Please edit the lines below so that "wildlife count" becomes "traffic survey" wherever it occurs, keeping everything else the same.

### [EXTRACTED DATA]

++++++++

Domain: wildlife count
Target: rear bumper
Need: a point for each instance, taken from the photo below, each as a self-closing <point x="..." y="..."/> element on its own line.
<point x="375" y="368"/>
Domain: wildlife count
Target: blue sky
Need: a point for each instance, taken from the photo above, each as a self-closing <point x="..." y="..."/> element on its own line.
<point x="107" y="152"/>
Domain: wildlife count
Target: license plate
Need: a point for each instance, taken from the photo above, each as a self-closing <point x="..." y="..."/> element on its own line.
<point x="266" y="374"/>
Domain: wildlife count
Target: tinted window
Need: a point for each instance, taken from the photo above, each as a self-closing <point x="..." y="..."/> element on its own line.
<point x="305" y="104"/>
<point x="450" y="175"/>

++++++++

### [EXERCISE RESPONSE]
Domain: traffic survey
Target: rear bumper
Need: a point for each instance, taken from the photo below, each as a self-closing <point x="..." y="..."/> element on its own line.
<point x="375" y="368"/>
Domain: traffic survey
Target: blue sky
Need: a point for each instance, taken from the photo above, each as a self-closing <point x="..." y="..."/> element on its own line.
<point x="107" y="152"/>
Domain: traffic survey
Target: license plate
Need: a point for each instance, taken from the photo above, each as a self-closing <point x="..." y="..."/> element on its own line.
<point x="266" y="374"/>
Domain: traffic survey
Target: tinted window
Need: a point for each instance, taken from the photo above, each as a self-closing <point x="..." y="..."/> element on its own line.
<point x="305" y="104"/>
<point x="450" y="175"/>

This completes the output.